PROBLEM REQUIREMENTS: In the opinion piece on the Ohio sex offender, update the passage from "On October 28th, police" to "1990 to 2005." by changing "gruesome" to "grim", and give the revised passage.
*** Opening of PASSAGE PROVIDED ***
Opinion
Ohio sex offender shows high price of prisons ignoring rehabilitation
9:00 AM on 11/03/2009
This Nov. 1, 2009 photo provided by the Cleveland Police Department shows Anthony Sowell, 50, who was arrested Saturday, Oct. 31 on a rape and felonious assault warrant. (AP Photo/Cleveland Police Department)
The recent discovery of the bodies of six women at the Ohio home of a sex offender is further proof that our criminal justice system is broken.
On October 28th, police in Cleveland found the badly decomposed bodies of six women at the home of Anthony Sowell, 50. Officers made the gruesome discovery as they were trying to serve search and arrest warrants on Sowell in a rape investigation. All of the murdered women were African-American. Sowell, who is also black, was convicted of rape in 1989, and served prison time from 1990 to 2005.
Unfortunately, for many convicts, prison is a revolving door. Recidivism is a problem across the country, particularly among sex offenders. Part of the issue is that while America used to care about rehabilitation, or at least paid lip service to the notion, the emphasis these days is on retribution. Society seeks to punish, but without any concern about these inmates once they return to the outside world.
*** Close of PASSAGE PROVIDED ***
*** Opening of SUPPLIED MATERIAL ***
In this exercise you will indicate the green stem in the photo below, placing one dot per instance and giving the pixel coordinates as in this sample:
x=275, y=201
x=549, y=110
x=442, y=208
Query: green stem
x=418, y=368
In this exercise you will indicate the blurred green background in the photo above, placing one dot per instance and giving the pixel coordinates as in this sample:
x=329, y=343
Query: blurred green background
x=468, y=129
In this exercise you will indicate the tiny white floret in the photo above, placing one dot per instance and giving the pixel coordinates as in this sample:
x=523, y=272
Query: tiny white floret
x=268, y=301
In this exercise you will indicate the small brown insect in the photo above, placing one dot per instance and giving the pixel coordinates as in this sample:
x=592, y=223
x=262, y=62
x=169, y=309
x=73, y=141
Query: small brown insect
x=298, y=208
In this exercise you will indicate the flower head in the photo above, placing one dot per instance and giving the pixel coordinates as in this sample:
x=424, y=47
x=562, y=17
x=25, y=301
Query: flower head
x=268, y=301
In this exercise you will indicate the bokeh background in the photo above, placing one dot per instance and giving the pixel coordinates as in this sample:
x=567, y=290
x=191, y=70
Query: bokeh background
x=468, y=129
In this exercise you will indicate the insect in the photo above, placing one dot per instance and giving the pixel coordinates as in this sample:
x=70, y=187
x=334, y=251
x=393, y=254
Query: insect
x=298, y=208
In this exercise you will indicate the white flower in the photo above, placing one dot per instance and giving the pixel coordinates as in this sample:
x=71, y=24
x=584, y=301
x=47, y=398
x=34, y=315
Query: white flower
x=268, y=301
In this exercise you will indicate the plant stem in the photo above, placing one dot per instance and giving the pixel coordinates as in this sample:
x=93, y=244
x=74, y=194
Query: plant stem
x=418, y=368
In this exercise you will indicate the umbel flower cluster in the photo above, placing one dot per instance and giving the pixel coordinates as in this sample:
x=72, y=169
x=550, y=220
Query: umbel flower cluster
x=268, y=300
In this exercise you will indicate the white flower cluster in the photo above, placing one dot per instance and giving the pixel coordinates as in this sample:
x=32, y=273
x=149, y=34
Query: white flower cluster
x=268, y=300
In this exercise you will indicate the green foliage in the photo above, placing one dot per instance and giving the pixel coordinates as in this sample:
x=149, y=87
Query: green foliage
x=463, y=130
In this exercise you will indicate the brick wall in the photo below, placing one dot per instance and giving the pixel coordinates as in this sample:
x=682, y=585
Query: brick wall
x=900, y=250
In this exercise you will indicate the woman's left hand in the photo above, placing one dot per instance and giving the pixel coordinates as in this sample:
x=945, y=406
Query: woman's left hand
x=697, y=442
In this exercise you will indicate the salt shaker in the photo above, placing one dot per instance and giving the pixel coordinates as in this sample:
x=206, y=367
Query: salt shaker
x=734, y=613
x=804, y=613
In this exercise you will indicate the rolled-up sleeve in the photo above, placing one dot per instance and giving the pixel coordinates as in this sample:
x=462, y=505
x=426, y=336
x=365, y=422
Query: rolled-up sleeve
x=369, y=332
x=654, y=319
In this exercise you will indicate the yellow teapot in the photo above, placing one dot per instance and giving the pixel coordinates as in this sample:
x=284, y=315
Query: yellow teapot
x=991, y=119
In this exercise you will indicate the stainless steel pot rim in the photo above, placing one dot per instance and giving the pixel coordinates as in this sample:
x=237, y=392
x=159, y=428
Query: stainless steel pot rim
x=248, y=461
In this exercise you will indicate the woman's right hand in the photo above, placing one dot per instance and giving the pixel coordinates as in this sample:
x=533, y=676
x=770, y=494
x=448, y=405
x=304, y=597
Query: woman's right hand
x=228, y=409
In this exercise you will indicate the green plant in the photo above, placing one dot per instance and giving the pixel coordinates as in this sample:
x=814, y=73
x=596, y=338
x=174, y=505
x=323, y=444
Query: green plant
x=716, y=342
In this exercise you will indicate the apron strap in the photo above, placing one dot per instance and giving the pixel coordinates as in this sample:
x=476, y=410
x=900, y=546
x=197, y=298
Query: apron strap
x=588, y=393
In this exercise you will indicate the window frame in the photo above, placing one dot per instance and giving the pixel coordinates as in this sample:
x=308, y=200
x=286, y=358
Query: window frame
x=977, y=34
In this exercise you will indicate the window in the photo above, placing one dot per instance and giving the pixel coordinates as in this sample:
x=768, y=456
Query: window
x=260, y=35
*** Close of SUPPLIED MATERIAL ***
TASK RESULT:
On October 28th, police in Cleveland found the badly decomposed bodies of six women at the home of Anthony Sowell, 50. Officers made the grim discovery as they were trying to serve search and arrest warrants on Sowell in a rape investigation. All of the murdered women were African-American. Sowell, who is also black, was convicted of rape in 1989, and served prison time from 1990 to 2005.